Instructions for the task -> Exactly as written, give back every record below.

Records ->
..........
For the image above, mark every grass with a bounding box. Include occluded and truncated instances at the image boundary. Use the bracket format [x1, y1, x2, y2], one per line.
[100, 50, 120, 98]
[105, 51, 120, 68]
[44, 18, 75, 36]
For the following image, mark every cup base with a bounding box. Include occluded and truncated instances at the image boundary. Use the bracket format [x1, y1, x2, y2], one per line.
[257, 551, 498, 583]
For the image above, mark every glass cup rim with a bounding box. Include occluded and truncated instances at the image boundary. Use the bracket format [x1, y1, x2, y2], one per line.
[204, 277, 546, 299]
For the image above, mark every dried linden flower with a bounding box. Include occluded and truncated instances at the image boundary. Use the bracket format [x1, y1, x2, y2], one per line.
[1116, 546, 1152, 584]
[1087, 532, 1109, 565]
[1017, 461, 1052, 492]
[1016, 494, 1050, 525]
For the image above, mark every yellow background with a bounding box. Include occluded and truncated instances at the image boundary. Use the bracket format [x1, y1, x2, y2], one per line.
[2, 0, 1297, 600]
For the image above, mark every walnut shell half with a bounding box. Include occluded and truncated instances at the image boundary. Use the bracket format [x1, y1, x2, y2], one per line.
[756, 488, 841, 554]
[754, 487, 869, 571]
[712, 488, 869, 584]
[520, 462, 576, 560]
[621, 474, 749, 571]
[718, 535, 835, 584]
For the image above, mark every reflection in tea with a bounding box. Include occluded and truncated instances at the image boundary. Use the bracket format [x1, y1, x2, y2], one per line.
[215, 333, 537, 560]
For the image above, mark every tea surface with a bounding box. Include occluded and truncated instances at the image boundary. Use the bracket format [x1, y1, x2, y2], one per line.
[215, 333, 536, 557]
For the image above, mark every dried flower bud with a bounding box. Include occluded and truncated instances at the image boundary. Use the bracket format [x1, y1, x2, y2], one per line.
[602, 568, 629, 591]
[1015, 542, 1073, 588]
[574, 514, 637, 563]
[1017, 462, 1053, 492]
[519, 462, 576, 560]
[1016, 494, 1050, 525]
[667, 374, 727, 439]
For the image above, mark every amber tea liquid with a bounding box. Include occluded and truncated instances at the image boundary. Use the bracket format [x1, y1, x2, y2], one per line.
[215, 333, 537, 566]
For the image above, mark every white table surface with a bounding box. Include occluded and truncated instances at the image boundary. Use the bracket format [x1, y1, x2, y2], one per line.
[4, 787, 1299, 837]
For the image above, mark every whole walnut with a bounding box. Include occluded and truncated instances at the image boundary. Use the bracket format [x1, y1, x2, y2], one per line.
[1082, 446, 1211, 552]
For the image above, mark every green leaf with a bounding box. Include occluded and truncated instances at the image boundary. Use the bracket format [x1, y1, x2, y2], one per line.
..........
Solution ->
For the image above, mark every grass with a bounding box. Include occluded and truncated instances at the image boundary. Use the bracket format [x1, y1, x2, y2], one per line.
[100, 50, 120, 98]
[105, 51, 120, 68]
[44, 18, 75, 36]
For the following image, mark every cup base with a bounding box. Include occluded and truncated instances at the image boundary. Use the bracket format [x1, y1, x2, y2], one per line.
[257, 551, 498, 583]
For the image above, mark every glass cup rim with a bounding box. Include occluded and truncated instances at the image boundary. Use the bracket format [x1, y1, x2, y2], one per line.
[204, 277, 546, 299]
For the image above, mark every dried linden flower with a bounding box. Include occluded and truncated instances at the image boundary. Use the bracket format [x1, y1, x2, y2], one per line.
[1116, 546, 1152, 584]
[1087, 532, 1109, 565]
[1017, 461, 1052, 492]
[1016, 494, 1050, 525]
For the image above, mark every yellow background with a bounding box. Include occluded and truncated instances at the image boundary. Use the bracket format [x1, y1, x2, y2], one per line.
[2, 0, 1297, 600]
For the image above, mark every walnut shell half with a bounding box. Include occluded and truncated instances at the image boundary. Use the bracket format [x1, y1, x2, y2], one per line.
[756, 488, 841, 554]
[754, 487, 869, 571]
[712, 488, 869, 584]
[520, 462, 576, 560]
[621, 474, 749, 571]
[718, 535, 835, 584]
For the image above, mark every reflection in tea with a bounding box. Include occluded and truncated instances at the image boundary. Use the bracket format [x1, y1, x2, y2], one per line.
[215, 333, 537, 560]
For the image above, mark every tea surface with a bounding box. Include occluded and truncated instances at the image boundary. Use the bracket format [x1, y1, x2, y2], one per line.
[215, 333, 536, 557]
For the image above, mark every dried flower bud with a bounding box. Include occluded and truncated instances at the image boundary. Use the bracket format [x1, y1, x2, y2], one per line.
[602, 568, 629, 591]
[1015, 542, 1073, 588]
[574, 514, 637, 563]
[1017, 462, 1053, 492]
[519, 462, 576, 560]
[1016, 494, 1050, 525]
[667, 374, 727, 439]
For the image above, mark every amber tea liquid with a bounding box. Include occluded and truncated instances at the image boundary. Use the bracket format [x1, y1, x2, y2], one per line.
[215, 333, 537, 566]
For the image above, mark every white table surface with a bounding box. Include occluded and truncated instances at the image boundary. Use the bracket format [x1, y1, x2, y2], one per line.
[4, 787, 1299, 837]
For the image above, mark every whole walnut with a bounding box. Include occluded and truncated instances at the image boundary. Use the bracket format [x1, y1, x2, y2], one per line.
[1082, 446, 1211, 552]
For the image above, mark every green leaf with a bounding box. Include occluded and truncated instances at the image boundary. Use the bracket format [x1, y1, x2, y2], one per line.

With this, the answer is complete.